Your task is to return the line containing "Task: place one keypoint per instance of the pink" plus every line after it, exactly and with nothing added.

● **DATA PROVIDED**:
___

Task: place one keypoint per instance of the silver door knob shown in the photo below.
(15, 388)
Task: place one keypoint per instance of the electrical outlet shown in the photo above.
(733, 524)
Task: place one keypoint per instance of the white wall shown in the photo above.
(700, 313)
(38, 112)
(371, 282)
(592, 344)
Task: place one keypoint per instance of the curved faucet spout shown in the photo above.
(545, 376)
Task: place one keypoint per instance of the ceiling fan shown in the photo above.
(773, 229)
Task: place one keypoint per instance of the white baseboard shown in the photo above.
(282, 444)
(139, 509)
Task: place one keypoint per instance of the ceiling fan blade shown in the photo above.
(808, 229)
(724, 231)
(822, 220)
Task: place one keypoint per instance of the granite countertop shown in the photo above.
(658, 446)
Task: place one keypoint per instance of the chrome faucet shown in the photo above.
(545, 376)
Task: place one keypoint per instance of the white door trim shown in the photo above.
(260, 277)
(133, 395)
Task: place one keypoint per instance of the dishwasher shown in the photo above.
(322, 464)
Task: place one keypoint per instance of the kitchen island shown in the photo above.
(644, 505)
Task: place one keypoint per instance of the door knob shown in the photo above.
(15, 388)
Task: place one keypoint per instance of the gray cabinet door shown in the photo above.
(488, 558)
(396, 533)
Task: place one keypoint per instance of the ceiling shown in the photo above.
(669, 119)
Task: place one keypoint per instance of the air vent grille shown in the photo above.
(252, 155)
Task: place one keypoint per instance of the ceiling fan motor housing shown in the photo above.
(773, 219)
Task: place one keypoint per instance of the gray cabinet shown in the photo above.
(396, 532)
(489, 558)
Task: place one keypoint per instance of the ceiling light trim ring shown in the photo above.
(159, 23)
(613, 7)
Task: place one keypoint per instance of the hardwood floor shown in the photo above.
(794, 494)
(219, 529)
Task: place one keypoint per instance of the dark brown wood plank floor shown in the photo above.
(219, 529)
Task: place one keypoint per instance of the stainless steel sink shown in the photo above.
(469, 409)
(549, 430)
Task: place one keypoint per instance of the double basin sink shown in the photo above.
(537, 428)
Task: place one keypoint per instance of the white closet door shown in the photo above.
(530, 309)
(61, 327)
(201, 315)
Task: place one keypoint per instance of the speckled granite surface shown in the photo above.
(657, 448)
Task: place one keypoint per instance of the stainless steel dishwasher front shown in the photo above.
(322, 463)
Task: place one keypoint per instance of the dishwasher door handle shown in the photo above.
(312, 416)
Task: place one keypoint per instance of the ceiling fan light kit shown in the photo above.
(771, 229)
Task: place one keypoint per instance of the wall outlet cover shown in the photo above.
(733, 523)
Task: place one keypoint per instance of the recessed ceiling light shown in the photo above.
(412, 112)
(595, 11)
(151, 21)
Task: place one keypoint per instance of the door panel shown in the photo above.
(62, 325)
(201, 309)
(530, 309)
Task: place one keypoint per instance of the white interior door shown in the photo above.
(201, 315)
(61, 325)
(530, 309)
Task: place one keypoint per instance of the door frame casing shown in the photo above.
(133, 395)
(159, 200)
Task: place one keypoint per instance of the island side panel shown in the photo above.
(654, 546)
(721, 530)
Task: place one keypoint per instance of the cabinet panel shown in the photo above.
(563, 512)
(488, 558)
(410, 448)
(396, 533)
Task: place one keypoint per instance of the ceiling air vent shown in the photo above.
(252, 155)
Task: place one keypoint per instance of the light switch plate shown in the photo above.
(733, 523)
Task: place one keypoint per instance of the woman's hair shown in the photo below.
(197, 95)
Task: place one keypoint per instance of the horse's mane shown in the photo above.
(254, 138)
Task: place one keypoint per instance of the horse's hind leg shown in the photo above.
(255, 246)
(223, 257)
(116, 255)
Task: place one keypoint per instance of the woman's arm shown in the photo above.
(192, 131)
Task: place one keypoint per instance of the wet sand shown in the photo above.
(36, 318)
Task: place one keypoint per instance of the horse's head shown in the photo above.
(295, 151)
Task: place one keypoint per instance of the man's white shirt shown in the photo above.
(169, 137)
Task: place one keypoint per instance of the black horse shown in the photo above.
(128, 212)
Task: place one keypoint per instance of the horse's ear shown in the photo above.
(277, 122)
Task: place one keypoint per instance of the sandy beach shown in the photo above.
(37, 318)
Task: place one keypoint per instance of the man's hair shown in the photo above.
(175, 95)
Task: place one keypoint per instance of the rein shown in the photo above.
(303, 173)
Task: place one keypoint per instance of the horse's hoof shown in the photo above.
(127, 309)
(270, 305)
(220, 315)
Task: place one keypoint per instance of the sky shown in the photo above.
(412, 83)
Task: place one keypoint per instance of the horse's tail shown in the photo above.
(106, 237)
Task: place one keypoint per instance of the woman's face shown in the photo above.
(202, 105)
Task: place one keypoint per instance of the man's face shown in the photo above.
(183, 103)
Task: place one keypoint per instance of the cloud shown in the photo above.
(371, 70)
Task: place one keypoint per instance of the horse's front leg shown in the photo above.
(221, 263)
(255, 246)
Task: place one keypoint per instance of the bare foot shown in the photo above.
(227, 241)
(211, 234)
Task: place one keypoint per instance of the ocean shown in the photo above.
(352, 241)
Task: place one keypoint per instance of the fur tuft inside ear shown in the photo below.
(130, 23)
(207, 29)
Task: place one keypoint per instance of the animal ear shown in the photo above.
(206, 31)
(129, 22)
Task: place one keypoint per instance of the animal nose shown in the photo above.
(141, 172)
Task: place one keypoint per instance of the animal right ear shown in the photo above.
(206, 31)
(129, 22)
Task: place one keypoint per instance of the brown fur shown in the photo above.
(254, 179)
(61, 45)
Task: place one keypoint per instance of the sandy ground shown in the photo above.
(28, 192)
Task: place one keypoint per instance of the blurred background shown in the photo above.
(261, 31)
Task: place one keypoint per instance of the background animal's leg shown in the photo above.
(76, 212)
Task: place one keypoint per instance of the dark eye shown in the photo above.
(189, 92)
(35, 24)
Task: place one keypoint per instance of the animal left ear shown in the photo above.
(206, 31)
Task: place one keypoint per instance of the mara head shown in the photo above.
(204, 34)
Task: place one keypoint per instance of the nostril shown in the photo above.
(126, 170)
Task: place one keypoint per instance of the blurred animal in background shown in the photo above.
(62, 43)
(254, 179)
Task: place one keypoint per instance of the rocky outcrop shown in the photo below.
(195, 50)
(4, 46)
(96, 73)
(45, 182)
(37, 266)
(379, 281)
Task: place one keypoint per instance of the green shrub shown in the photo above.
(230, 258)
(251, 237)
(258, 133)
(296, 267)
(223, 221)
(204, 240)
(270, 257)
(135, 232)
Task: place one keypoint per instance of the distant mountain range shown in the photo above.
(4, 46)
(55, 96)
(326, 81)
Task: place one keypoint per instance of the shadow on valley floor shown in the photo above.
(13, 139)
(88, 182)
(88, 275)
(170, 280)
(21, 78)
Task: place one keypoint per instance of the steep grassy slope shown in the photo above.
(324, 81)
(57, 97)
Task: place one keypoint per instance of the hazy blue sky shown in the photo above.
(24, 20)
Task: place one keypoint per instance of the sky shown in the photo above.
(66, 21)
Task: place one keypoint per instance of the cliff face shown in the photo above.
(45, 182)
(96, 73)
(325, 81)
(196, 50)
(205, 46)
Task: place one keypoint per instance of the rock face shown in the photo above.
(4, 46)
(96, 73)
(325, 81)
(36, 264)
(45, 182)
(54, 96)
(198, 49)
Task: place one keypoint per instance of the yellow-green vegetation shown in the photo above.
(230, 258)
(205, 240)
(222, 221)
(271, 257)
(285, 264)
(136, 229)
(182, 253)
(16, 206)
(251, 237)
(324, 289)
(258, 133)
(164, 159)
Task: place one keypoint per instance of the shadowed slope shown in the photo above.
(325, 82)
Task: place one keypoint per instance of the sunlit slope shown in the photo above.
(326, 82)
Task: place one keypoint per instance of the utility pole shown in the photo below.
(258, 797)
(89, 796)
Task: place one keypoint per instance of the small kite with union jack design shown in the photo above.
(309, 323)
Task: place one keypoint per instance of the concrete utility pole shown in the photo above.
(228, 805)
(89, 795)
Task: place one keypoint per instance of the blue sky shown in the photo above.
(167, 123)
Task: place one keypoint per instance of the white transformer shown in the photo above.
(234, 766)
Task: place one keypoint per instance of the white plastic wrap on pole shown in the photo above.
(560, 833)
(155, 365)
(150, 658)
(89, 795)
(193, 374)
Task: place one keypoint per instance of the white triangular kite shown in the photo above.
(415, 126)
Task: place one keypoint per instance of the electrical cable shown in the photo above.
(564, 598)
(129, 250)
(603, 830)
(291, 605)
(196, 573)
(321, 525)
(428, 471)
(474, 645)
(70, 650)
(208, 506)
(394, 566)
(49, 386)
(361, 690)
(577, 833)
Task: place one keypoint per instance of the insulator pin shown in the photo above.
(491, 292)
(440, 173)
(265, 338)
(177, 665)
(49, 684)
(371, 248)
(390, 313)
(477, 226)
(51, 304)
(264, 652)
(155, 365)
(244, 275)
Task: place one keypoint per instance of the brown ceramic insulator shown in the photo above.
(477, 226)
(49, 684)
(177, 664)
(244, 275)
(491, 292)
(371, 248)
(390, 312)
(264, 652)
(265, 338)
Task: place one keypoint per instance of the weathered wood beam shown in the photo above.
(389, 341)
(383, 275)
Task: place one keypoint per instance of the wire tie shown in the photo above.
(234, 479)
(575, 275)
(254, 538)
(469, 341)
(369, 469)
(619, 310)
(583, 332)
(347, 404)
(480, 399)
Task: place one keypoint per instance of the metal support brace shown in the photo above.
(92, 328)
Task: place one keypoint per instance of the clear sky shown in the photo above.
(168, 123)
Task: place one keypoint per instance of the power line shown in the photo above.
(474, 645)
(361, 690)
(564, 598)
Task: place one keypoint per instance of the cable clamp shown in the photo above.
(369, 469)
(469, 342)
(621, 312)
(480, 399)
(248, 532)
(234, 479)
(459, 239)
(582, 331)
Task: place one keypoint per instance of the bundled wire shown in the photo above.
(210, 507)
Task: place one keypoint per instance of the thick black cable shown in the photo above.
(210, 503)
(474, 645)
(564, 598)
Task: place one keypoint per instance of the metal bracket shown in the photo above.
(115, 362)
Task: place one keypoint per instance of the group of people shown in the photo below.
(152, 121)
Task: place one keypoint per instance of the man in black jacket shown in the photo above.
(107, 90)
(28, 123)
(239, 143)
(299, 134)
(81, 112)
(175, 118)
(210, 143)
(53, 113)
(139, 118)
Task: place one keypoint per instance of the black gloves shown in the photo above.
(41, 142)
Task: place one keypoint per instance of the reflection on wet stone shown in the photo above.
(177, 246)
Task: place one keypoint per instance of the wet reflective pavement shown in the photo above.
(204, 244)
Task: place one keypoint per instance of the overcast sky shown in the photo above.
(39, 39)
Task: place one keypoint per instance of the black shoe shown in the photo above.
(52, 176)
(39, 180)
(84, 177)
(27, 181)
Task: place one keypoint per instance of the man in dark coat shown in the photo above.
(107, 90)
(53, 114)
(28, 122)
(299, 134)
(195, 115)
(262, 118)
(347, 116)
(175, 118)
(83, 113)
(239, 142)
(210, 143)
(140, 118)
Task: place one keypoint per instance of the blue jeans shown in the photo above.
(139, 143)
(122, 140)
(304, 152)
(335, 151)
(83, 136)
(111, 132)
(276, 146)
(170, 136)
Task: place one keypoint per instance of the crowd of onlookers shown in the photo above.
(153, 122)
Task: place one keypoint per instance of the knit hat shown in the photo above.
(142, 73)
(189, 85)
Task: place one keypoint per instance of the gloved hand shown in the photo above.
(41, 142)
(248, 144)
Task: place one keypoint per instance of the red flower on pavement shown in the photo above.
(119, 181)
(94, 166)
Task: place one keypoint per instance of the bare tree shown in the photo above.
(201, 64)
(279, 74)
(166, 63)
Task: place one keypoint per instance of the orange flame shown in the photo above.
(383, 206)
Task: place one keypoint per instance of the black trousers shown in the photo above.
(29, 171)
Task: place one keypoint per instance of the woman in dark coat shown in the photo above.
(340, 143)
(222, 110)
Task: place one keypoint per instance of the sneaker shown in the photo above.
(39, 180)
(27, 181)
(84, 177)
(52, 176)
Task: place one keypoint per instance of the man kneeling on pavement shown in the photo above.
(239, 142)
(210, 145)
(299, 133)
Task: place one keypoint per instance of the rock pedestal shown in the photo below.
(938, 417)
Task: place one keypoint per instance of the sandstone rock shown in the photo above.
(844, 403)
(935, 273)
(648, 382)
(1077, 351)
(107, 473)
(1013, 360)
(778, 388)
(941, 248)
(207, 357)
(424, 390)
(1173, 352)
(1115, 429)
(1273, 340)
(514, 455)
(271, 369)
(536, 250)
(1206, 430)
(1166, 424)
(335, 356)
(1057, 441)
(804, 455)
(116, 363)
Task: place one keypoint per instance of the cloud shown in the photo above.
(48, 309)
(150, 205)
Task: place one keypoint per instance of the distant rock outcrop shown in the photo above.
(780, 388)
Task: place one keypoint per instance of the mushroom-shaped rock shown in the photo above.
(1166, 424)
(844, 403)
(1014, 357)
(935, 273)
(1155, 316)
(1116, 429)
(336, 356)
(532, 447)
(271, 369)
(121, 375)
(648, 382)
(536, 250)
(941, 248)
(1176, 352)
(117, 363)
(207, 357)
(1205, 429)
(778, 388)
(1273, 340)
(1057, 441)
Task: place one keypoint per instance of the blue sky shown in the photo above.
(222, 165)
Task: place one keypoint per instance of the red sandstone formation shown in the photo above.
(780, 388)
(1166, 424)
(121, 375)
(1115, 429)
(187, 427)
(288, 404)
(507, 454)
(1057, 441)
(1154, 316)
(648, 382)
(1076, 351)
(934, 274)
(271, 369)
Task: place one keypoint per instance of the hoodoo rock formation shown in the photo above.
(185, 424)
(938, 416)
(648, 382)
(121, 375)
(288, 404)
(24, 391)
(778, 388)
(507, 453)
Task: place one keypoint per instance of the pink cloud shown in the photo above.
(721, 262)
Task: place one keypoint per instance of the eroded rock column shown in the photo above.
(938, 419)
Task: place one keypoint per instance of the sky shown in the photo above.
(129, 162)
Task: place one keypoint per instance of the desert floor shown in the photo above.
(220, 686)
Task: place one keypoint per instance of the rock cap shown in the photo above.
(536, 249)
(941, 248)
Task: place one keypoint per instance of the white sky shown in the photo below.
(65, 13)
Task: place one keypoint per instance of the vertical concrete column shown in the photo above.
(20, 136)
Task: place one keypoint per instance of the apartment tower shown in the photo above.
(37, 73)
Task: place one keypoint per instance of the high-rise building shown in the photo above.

___

● **EXERCISE RESPONSE**:
Task: place one keypoint per instance of the pink cloud shown in the photo above.
(721, 262)
Task: place one keypoint per instance of the eroded rock column shown in the photo above.
(938, 419)
Task: place one keypoint per instance of the sky shown in the photo above.
(129, 162)
Task: place one keypoint per instance of the desert floor shown in the photo above.
(220, 686)
Task: place one keypoint per instance of the rock cap shown in the photo above.
(536, 249)
(941, 248)
Task: place one keypoint per instance of the white sky shown in the photo below.
(65, 13)
Task: place one keypoint per instance of the vertical concrete column shown in the photo above.
(20, 136)
Task: place one keypoint per instance of the apartment tower shown in the photo above.
(37, 73)
Task: place one keypoint per instance of the high-rise building shown in the photo above.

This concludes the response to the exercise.